Your goal:
Reproduce the complete Main Street column on the turn of the year word for word, from its headline to its last sentence.

=== Text section ===

Main Street: The year turns, local and simple
Published 6:30 am Thursday, January 11, 2024
- Rich Wandschneider
The year 2023 rushed to its end for me, in fact almost ending it all with my rollover in the Wallowa River canyon at the end of November.
Then, testing my aging body, I went ahead with a scheduled knee replacement on Dec. 12. Friends who had been through this ordeal told me that the hip replacements I’d had years ago were cake walks, that knees are the real deal.
They were right. I don’t know how to describe the first two weeks, but they were brutal. Intense swelling, aches and pains that I’d not experienced before, being dependent on others for rides, wood chopping, and sympathy (thank you all)!
“Are you going to get the other knee done,” people ask. Like a new mom remembering childbirth, I say it’s too early to say.

=== Given data ===

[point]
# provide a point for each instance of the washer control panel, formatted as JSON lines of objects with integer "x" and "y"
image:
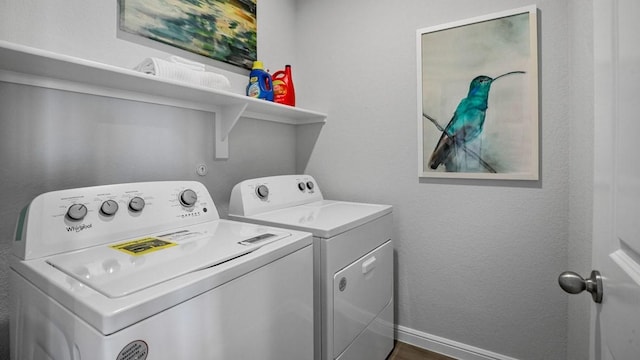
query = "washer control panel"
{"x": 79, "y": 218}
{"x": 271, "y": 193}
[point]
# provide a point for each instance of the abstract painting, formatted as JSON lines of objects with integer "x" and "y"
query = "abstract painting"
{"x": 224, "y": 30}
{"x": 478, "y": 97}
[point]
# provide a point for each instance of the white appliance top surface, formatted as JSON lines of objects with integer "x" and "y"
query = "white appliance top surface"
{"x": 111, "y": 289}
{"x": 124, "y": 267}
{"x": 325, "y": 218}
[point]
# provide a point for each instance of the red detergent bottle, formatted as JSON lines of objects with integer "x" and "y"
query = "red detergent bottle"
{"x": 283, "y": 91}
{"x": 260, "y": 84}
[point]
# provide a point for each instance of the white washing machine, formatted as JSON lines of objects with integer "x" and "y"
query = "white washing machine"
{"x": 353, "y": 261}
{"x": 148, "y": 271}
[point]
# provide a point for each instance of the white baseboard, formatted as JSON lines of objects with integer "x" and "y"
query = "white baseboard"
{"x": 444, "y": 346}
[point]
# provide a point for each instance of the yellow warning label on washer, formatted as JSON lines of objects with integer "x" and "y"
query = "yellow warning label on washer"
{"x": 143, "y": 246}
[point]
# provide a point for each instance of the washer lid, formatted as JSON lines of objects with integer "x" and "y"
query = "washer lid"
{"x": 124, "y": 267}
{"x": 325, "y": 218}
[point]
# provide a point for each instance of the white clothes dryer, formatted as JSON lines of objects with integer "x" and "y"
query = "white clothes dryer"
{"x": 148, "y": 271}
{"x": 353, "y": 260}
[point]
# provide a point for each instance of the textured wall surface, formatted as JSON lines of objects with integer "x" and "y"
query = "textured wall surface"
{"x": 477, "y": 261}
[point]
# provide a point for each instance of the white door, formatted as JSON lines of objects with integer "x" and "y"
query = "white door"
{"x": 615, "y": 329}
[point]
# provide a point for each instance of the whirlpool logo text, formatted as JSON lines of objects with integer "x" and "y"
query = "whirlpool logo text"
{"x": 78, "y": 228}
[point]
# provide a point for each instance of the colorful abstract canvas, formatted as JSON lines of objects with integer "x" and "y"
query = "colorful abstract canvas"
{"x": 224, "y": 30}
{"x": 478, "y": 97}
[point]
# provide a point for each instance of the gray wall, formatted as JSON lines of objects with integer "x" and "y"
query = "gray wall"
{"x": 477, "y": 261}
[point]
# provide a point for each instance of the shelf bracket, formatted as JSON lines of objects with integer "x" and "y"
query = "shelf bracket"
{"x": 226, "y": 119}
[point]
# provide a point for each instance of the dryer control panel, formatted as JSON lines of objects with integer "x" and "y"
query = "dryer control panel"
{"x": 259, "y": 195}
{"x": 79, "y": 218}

===
=== Given data ===

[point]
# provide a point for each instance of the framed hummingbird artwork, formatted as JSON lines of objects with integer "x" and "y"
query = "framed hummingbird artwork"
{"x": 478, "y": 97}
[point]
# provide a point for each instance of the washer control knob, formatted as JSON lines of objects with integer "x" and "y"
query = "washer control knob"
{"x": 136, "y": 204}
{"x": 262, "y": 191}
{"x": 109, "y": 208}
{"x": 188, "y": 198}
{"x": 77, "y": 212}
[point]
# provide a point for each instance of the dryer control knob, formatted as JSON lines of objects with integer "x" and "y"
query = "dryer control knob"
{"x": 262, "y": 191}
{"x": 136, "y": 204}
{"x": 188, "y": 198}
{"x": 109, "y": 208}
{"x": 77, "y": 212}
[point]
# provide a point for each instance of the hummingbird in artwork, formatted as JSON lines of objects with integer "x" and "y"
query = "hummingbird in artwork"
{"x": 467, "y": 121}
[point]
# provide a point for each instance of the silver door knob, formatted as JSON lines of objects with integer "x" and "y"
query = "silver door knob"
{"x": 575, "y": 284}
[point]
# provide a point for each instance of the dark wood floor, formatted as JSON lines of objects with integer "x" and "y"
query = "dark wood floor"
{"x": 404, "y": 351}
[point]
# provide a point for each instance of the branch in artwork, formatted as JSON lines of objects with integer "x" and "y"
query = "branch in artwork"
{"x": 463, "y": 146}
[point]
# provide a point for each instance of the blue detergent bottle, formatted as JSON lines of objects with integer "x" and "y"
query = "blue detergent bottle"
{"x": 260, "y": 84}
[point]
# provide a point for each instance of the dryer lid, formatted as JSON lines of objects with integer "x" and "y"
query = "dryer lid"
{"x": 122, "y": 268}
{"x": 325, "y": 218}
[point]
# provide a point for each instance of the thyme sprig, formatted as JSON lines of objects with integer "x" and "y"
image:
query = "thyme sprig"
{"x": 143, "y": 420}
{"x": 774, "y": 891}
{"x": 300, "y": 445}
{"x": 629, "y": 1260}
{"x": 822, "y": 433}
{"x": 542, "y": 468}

===
=== Given data ===

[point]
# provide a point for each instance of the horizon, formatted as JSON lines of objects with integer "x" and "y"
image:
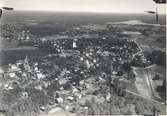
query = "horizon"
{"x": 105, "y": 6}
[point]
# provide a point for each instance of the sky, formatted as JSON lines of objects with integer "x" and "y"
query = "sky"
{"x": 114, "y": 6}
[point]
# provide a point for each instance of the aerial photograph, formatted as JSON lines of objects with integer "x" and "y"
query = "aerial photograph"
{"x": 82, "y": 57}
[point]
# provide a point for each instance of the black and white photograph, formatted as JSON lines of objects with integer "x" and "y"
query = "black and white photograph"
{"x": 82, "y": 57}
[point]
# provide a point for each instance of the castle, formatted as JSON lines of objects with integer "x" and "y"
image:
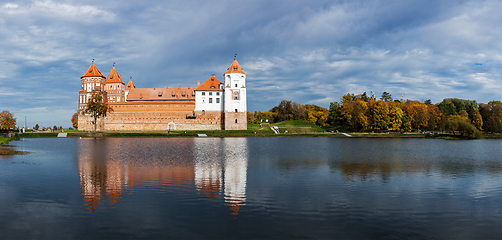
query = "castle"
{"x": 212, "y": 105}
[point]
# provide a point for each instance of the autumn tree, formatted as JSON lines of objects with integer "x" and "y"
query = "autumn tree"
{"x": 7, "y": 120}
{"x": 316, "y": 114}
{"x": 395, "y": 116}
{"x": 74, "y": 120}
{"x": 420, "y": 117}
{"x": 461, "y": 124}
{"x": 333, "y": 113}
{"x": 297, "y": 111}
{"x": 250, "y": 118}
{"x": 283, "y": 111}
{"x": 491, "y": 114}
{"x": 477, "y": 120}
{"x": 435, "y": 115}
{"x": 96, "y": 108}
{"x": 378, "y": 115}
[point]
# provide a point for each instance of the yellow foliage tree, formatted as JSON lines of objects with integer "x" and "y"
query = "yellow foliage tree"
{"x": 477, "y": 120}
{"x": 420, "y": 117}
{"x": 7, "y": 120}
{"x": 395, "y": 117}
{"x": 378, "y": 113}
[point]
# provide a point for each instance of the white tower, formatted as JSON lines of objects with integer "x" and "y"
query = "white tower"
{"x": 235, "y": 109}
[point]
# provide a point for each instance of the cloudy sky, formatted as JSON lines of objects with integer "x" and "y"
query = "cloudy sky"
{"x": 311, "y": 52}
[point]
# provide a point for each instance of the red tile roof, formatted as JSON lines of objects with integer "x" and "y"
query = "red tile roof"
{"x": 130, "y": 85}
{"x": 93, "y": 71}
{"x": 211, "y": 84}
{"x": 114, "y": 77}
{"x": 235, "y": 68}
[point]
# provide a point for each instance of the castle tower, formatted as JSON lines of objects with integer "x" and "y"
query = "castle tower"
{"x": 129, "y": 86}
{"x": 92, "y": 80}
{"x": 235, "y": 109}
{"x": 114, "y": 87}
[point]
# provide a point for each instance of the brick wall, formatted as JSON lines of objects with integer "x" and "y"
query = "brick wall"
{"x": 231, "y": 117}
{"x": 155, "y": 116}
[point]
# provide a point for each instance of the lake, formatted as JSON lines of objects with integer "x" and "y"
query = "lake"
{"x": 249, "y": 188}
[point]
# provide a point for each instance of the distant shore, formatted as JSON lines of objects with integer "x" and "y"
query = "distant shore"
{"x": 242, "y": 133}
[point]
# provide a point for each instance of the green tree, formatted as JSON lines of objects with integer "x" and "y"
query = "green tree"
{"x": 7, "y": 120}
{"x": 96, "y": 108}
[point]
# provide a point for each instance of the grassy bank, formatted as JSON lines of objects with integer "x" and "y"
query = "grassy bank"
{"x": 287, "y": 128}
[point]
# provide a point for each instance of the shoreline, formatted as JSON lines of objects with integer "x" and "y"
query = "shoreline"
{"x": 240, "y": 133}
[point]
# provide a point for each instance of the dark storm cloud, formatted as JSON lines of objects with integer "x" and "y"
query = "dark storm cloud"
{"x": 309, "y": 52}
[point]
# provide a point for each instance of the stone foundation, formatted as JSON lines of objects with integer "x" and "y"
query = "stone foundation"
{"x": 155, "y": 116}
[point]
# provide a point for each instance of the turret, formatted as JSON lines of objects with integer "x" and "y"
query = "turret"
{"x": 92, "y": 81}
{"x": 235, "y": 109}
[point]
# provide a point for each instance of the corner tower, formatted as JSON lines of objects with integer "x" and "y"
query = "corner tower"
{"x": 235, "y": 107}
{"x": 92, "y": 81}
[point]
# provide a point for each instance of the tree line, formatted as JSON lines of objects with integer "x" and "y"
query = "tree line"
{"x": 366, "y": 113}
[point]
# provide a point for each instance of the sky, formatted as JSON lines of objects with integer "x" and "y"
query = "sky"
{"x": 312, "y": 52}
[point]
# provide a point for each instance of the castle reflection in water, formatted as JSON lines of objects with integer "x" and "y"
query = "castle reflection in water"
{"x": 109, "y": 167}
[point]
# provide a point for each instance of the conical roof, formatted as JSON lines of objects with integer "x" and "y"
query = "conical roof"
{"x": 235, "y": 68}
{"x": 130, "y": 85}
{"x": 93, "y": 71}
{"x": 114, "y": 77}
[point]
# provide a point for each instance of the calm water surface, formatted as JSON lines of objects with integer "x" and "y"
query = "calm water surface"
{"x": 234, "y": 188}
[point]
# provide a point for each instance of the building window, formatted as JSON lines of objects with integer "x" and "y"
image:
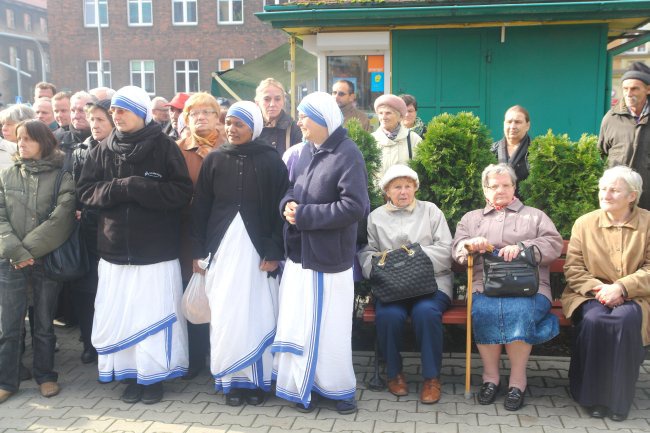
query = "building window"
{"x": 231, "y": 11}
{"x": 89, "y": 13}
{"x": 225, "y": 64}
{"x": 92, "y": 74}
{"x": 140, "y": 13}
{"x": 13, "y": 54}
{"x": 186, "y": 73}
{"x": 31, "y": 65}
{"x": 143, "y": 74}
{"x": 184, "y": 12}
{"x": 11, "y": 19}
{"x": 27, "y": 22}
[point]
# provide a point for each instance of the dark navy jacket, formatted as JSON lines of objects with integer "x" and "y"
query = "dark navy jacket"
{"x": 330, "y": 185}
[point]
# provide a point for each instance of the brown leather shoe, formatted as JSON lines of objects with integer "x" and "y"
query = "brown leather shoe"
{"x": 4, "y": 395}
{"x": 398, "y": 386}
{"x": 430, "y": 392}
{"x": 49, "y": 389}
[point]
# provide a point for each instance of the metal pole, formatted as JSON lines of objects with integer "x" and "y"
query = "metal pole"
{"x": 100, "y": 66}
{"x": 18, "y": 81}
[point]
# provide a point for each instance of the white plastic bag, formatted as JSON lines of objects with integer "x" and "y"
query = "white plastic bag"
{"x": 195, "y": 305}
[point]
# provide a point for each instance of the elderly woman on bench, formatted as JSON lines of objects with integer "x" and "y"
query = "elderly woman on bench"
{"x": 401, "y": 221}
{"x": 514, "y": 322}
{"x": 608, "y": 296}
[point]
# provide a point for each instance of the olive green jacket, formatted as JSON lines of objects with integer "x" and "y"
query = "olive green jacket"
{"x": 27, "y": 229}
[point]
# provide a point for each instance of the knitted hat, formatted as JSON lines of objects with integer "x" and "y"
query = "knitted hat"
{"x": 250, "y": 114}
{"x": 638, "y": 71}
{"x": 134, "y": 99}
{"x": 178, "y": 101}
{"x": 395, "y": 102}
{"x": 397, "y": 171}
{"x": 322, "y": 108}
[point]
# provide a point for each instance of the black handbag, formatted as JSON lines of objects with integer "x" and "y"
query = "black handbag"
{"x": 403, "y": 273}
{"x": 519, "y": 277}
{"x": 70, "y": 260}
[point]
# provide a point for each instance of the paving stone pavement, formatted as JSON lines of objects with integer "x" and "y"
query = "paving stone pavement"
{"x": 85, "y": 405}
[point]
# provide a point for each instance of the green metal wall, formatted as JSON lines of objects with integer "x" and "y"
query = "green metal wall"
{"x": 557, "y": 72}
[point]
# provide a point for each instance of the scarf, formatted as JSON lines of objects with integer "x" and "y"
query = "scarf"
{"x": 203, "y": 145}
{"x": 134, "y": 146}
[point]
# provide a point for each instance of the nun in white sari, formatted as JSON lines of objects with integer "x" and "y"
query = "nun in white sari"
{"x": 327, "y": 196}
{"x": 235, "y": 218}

===

Reply to the task:
Main Street: The year turns, local and simple
Published 6:30 am Thursday, January 11, 2024
- Rich Wandschneider
The year 2023 rushed to its end for me, in fact almost ending it all with my rollover in the Wallowa River canyon at the end of November.
Then, testing my aging body, I went ahead with a scheduled knee replacement on Dec. 12. Friends who had been through this ordeal told me that the hip replacements I’d had years ago were cake walks, that knees are the real deal.
They were right. I don’t know how to describe the first two weeks, but they were brutal. Intense swelling, aches and pains that I’d not experienced before, being dependent on others for rides, wood chopping, and sympathy (thank you all)!
“Are you going to get the other knee done,” people ask. Like a new mom remembering childbirth, I say it’s too early to say.